● **Instructions for the task**:
Give every line from the entries that contains "bumper".
[Dataset records]
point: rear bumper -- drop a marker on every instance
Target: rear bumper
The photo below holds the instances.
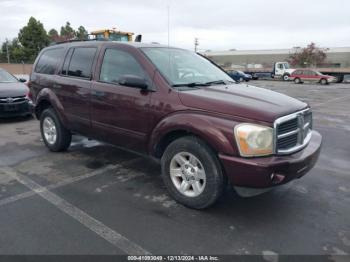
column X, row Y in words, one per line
column 22, row 109
column 266, row 172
[/Dataset records]
● **Answer**:
point: rear bumper -- drop a marker on every instance
Target: rear bumper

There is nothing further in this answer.